PAGE EXTRACT —
Hiking to waterfalls, enjoying the beaches of Lake Superior, getting ahead of schedule with summer classes—all things that a summer at Michigan Technological University has to offer. As it turns out, developing a new autonomous underwater glider is also on the list.
Through a Summer Undergraduate Research Fellowship (SURF) and the guidance of his mentor, Nina Mahmoudian, assistant professor of mechanical engineering–engineering mechanics, third-year mechanical engineering student Brian Page is working to develop two autonomous underwater gliders. One is called a Glider for Underwater Problem-solving and Promotion of Interest in Engineering (GUPPIE). It’s about 18 inches long. The other is a Glider for Autonomous Littoral Underwater Research (GALUR) and measures about 3 feet in length.
"The smaller glider will primarily be used for education—sort of an inspiration for younger kids," says Page. "It might also be used by undergraduate and graduate students here at Tech who are researching control systems."
The GALUR has applications in naval surveillance, as well as measuring water characteristics such as depth and salinity. Both of the gliders use changes in buoyancy and a small battery-operated water pump to propel themselves.
"In addition to environmental monitoring, underwater gliders are increasingly depended on for littoral surveillance and other military applications," says Mahmoudian. "The Navy is operating these gliders to rapidly assess and exploit environmental characteristics to improve the maneuvering of ships and submarines."
While in the water, the gliders use sensors to monitor water current and depth to find the best route to their programmed target. The gliders are also equipped with sonar to detect obstacles in the water so that they can safely navigate around them.
"We are developing a framework for controlling gliders in harsh, dynamic environments and advancing efficient, collaborative behavior of autonomous underwater vehicles," explains Mahmoudian.

WHAT YOU ARE ASKED TO DO —
Answer these questions from the underwater glider article:
1. About how long is the GUPPIE?
2. What do both gliders use to propel themselves?
3. What equipment lets the gliders detect obstacles in the water?
The records play no part in the work on the underwater glider article.

SUPPLIED MATERIAL —
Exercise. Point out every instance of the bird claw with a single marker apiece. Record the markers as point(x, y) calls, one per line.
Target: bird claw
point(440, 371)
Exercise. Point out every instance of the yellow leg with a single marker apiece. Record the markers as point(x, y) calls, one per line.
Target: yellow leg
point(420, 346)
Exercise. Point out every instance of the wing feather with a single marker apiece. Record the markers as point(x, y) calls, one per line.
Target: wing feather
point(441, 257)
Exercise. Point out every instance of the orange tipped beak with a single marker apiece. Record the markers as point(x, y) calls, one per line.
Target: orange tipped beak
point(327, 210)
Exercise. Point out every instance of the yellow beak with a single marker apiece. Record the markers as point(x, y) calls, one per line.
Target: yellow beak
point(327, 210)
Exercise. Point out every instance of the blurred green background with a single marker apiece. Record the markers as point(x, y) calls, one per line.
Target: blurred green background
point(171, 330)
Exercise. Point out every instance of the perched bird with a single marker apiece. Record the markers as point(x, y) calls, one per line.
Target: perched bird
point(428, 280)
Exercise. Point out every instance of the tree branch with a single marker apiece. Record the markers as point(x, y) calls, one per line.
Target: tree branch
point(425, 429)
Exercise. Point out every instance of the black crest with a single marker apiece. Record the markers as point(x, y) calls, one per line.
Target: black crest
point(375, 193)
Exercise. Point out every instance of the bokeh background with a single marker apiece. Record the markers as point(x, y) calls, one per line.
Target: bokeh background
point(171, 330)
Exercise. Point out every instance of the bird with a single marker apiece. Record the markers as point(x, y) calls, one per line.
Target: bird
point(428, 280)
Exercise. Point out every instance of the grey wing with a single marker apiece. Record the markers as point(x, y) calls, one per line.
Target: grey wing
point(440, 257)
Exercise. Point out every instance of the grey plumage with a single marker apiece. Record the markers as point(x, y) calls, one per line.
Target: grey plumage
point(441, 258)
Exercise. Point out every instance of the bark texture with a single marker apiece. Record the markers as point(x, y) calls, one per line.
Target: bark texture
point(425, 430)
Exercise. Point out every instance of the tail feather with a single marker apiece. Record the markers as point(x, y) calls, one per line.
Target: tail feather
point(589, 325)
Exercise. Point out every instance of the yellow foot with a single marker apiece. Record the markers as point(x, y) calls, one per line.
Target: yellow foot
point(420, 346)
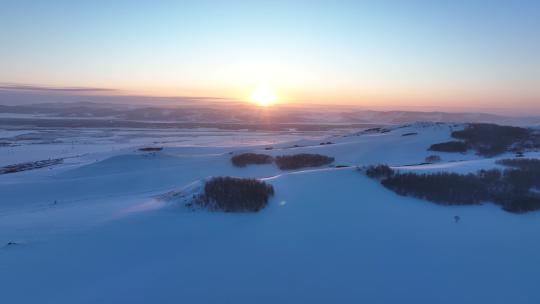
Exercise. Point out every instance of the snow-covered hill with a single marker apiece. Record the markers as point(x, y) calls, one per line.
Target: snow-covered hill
point(96, 229)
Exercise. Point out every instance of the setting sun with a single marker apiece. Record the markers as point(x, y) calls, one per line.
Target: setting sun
point(263, 96)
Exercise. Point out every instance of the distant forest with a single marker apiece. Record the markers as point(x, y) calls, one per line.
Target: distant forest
point(490, 140)
point(515, 189)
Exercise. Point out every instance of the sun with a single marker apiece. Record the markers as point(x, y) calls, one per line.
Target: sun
point(263, 96)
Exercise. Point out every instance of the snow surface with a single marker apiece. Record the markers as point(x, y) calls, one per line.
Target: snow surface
point(97, 228)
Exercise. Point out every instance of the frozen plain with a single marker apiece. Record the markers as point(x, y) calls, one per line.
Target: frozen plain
point(92, 229)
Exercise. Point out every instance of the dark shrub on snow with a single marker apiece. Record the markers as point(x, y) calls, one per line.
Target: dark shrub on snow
point(515, 190)
point(522, 163)
point(298, 161)
point(450, 146)
point(433, 159)
point(242, 160)
point(231, 194)
point(490, 139)
point(379, 171)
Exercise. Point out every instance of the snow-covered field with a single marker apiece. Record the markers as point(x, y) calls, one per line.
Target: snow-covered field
point(93, 230)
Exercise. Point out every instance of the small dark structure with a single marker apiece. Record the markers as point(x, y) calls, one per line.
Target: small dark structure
point(242, 160)
point(304, 160)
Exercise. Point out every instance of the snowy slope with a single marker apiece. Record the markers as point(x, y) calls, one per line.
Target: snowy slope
point(329, 235)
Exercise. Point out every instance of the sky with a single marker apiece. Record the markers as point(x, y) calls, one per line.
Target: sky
point(418, 54)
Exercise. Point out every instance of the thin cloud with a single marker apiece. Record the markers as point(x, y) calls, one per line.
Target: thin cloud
point(33, 88)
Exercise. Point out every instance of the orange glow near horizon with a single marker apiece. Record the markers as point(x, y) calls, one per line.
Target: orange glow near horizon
point(263, 96)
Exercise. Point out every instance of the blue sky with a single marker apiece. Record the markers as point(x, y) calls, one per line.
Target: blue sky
point(417, 53)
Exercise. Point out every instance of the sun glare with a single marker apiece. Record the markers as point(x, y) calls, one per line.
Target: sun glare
point(263, 96)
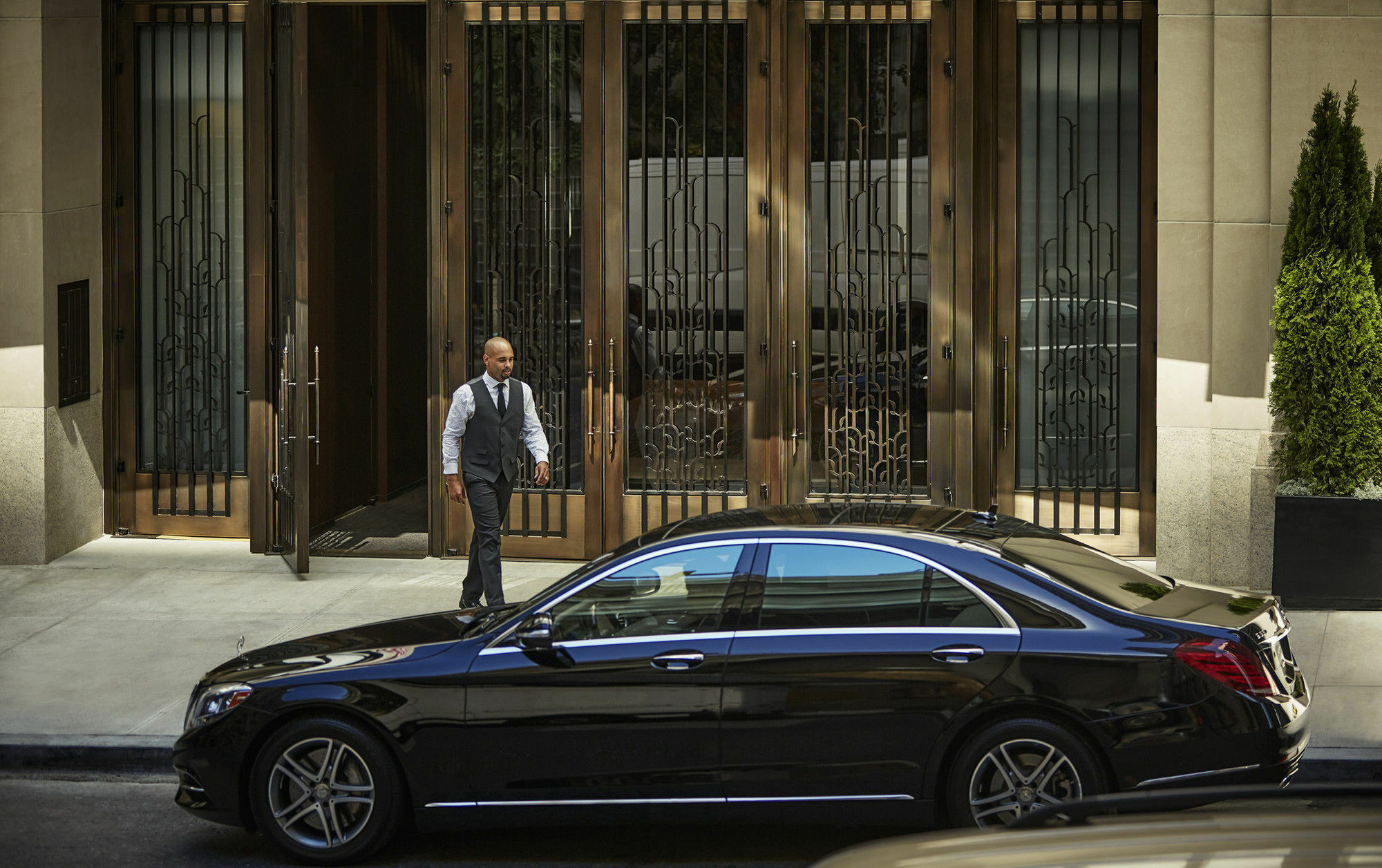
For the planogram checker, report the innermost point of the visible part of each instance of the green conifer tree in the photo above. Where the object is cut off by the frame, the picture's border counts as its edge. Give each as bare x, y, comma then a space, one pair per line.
1374, 230
1327, 384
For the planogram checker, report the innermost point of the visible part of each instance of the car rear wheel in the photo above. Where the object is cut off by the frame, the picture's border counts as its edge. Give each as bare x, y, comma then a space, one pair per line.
1019, 766
327, 791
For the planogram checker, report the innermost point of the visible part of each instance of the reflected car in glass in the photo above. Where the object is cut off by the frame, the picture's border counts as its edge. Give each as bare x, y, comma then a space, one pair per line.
837, 661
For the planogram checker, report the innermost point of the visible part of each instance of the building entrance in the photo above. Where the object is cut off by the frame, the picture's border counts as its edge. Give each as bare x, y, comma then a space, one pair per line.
747, 252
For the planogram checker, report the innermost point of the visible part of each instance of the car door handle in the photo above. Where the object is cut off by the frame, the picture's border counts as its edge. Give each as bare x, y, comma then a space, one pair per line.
958, 654
679, 661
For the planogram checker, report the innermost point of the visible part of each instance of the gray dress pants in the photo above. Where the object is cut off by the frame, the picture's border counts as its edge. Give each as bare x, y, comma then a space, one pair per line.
489, 508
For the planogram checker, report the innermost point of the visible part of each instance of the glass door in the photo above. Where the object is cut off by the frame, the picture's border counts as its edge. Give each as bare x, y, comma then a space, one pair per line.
523, 237
688, 258
866, 302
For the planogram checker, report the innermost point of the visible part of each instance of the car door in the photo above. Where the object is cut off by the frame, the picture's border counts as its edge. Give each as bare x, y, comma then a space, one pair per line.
627, 704
848, 664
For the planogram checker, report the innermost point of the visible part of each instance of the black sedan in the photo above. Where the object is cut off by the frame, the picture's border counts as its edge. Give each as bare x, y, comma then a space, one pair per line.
888, 661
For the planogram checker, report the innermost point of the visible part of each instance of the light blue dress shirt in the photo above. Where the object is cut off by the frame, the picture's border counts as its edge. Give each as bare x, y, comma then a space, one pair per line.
464, 407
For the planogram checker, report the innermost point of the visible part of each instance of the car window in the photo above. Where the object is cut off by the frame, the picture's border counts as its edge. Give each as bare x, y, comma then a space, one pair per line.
682, 592
848, 587
1104, 577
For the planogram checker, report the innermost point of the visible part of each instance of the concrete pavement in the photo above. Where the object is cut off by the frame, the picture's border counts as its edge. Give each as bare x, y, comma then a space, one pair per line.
100, 649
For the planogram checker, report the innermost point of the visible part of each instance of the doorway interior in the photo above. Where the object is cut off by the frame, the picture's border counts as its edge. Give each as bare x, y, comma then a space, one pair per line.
367, 288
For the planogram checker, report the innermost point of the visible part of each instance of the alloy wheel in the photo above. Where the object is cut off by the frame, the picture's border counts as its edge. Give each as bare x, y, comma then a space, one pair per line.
1018, 777
321, 793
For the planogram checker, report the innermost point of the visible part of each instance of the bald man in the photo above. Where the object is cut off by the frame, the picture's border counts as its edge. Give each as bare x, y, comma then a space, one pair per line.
497, 417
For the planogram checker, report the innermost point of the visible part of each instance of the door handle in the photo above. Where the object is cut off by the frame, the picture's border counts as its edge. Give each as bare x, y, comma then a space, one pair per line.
679, 661
958, 654
591, 396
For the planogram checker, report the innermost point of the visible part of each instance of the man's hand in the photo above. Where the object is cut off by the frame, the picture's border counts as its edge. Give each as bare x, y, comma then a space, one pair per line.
455, 490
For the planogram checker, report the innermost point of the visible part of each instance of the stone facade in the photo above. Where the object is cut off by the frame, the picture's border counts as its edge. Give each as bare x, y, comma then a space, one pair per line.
1238, 82
50, 234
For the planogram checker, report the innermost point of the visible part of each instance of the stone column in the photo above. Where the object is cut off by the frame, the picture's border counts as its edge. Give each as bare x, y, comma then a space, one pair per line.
50, 234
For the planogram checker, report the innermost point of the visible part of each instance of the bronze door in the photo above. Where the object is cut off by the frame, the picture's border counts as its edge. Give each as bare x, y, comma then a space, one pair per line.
688, 263
1073, 370
867, 298
180, 287
294, 439
523, 233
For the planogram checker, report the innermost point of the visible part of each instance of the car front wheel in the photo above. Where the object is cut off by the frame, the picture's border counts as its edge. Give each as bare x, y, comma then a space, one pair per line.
1019, 766
327, 791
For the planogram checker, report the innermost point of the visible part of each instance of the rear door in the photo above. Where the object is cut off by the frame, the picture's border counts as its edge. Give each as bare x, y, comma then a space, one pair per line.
627, 706
846, 670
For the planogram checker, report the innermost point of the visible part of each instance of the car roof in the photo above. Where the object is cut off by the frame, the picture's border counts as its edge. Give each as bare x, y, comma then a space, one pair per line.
1204, 838
859, 516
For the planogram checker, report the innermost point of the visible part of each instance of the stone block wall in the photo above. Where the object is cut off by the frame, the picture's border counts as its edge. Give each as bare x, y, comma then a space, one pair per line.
50, 234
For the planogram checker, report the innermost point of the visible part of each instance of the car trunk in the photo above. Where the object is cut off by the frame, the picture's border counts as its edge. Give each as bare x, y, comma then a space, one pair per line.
1256, 619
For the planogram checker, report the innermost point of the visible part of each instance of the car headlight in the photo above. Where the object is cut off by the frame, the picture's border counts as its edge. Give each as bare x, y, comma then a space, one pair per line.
215, 701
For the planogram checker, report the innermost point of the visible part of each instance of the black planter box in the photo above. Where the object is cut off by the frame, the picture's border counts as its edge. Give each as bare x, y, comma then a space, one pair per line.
1329, 554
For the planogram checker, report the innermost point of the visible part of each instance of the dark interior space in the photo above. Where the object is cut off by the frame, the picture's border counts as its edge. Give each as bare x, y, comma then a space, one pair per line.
368, 277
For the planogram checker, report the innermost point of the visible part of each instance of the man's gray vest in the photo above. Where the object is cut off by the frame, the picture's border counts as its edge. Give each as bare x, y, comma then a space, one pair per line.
494, 446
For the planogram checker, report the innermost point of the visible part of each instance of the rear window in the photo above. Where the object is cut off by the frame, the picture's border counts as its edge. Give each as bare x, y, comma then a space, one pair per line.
1104, 577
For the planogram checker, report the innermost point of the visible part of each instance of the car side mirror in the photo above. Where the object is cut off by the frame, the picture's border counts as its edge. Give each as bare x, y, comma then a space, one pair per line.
536, 632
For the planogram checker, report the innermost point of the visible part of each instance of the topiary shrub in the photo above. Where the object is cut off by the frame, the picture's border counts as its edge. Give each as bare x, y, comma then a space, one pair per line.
1327, 355
1374, 230
1329, 368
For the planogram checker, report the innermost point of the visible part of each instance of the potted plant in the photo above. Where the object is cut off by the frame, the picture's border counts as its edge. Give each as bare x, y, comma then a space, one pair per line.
1327, 386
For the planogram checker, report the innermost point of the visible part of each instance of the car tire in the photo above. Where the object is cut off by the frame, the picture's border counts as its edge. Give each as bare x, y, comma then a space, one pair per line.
327, 791
1018, 766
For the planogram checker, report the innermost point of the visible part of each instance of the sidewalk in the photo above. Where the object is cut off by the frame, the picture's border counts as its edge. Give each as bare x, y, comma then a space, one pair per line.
100, 649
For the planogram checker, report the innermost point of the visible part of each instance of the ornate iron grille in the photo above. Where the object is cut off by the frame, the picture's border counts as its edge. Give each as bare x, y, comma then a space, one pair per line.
1079, 241
870, 277
524, 216
190, 262
686, 204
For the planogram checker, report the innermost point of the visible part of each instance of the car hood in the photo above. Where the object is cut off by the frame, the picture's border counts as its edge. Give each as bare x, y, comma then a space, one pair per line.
370, 645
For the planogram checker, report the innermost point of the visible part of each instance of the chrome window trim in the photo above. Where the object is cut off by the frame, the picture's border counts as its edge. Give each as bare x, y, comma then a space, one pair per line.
881, 632
1196, 775
815, 541
617, 641
686, 801
614, 569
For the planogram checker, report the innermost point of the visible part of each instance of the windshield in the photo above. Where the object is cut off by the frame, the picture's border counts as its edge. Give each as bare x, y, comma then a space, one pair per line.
1104, 577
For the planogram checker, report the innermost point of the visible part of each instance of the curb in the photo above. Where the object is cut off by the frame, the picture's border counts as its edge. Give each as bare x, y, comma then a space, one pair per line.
104, 755
110, 755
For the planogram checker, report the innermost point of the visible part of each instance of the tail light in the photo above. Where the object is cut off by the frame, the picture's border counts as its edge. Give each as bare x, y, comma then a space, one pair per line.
1228, 663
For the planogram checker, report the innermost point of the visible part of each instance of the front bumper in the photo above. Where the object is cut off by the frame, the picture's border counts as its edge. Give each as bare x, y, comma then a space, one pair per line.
211, 764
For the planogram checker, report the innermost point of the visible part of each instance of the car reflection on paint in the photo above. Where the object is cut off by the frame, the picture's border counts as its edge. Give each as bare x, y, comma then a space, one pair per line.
842, 661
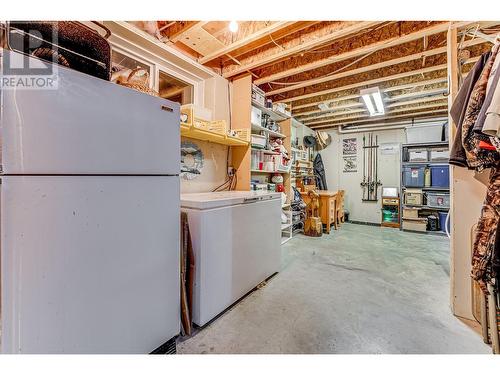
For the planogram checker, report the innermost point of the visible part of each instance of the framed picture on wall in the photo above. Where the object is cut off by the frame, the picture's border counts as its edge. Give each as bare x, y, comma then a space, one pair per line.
349, 146
350, 164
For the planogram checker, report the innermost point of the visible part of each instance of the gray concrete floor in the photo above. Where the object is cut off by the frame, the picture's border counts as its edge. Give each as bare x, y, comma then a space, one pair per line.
361, 289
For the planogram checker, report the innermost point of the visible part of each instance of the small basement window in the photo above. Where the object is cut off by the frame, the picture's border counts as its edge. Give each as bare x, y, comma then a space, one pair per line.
174, 89
122, 61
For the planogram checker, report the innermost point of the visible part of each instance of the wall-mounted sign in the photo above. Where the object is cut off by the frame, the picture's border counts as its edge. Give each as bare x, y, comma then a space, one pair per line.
349, 146
389, 148
350, 164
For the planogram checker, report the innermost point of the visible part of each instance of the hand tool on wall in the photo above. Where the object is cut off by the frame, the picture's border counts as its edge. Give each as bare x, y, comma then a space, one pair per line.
371, 183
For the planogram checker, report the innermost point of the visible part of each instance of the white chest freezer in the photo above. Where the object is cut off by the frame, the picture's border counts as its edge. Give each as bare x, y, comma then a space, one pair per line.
237, 244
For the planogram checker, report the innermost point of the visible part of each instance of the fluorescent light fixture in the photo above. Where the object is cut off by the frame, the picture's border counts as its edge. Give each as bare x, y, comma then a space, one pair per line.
373, 101
323, 106
233, 26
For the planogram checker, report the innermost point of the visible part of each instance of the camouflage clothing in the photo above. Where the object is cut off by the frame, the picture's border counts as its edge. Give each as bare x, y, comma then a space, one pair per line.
477, 158
486, 230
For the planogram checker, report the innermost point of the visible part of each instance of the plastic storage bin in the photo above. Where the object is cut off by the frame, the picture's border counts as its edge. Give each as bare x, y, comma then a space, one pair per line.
417, 155
413, 197
259, 141
440, 176
442, 221
438, 200
413, 176
417, 225
440, 154
424, 133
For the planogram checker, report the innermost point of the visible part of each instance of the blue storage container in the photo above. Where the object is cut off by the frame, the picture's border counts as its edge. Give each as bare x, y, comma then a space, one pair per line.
413, 176
442, 221
440, 175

YOUR SOLUTION —
1. About 18 inches.
2. Changes in buoyancy and a small battery-operated water pump.
3. Sonar.